• **Your goal**: Please work out how many lines of this material include "building", and answer with that number by itself.

• **Information**:
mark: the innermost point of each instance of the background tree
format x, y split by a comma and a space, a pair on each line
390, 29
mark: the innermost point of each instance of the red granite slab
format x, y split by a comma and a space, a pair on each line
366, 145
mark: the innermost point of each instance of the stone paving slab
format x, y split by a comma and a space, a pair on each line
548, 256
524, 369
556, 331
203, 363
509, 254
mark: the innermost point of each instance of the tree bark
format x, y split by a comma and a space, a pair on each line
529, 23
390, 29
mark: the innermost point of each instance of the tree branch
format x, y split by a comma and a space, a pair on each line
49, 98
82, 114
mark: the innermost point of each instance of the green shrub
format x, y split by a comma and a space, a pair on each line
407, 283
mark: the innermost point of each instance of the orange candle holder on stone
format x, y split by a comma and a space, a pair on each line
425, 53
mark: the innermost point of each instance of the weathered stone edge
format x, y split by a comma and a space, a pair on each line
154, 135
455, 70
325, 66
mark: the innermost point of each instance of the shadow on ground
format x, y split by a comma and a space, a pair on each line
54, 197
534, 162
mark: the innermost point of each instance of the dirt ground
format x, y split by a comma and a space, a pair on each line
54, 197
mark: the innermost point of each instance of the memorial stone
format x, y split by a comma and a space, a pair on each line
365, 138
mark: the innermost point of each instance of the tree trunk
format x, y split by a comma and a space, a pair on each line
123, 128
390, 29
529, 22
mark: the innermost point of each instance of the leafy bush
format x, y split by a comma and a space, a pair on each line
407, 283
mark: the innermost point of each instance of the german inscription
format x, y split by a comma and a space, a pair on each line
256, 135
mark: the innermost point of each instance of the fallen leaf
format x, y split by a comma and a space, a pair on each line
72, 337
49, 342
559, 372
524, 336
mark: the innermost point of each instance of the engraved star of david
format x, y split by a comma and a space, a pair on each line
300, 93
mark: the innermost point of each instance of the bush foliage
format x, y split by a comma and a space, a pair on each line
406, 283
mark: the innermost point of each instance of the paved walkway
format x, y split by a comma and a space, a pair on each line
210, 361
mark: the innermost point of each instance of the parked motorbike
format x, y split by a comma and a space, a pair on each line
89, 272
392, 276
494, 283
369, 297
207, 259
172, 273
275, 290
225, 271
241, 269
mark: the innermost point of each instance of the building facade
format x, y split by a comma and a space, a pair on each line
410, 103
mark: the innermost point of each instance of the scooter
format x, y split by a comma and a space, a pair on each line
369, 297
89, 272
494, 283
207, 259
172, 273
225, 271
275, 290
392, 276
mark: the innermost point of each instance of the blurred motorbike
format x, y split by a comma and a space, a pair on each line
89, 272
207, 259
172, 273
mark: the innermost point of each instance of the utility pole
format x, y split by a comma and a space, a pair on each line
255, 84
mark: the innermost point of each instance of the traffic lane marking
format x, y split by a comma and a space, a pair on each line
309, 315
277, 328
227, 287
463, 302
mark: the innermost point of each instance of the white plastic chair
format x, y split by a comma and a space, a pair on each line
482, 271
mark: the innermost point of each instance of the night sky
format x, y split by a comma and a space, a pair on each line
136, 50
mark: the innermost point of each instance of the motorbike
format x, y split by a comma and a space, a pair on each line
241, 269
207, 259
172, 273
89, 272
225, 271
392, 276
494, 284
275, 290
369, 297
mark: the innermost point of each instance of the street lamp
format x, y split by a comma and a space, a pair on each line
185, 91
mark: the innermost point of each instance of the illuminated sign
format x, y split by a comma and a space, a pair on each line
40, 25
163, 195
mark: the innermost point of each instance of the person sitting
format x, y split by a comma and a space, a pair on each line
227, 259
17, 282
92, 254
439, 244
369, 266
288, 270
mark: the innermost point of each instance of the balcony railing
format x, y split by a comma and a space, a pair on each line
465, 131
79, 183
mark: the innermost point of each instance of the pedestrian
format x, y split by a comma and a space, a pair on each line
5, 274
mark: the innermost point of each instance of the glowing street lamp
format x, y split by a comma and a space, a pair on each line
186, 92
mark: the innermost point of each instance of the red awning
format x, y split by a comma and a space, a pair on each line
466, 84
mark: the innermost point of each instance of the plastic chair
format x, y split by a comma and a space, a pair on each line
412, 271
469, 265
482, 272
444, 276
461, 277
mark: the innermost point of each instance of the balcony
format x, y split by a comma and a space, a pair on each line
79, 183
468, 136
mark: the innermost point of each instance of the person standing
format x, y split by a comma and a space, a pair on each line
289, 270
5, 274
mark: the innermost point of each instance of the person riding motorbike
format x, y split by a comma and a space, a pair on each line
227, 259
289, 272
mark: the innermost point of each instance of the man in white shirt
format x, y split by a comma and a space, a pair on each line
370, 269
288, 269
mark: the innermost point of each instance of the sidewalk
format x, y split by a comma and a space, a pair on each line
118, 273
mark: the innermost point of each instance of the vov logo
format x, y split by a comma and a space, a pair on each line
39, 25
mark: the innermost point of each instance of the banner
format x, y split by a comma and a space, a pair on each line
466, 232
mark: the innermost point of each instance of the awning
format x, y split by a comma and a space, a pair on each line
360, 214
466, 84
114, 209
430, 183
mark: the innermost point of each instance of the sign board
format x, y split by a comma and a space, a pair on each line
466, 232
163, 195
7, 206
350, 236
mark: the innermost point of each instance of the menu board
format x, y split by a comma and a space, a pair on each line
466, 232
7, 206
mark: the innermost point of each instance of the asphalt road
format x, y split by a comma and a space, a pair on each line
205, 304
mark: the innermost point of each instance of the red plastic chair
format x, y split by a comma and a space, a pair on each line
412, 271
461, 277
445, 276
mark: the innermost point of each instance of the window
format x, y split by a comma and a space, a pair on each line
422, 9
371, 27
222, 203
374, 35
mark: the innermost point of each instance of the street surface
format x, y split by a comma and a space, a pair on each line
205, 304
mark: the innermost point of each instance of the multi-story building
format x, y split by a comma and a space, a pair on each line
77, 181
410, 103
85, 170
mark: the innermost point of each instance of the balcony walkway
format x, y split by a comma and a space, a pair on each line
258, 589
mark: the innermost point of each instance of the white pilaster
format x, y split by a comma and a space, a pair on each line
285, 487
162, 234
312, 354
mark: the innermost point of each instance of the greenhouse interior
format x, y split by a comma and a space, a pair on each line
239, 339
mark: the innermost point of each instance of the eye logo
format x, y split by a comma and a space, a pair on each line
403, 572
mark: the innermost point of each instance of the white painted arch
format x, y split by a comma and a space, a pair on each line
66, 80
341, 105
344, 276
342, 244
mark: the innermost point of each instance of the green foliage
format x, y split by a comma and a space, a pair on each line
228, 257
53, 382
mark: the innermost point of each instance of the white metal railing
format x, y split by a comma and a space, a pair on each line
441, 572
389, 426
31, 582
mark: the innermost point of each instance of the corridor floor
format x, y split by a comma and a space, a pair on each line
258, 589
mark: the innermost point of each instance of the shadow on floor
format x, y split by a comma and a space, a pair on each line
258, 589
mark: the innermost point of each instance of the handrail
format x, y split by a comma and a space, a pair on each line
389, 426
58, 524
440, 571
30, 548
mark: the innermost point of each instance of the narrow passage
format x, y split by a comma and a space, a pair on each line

• **Answer to this problem**: 2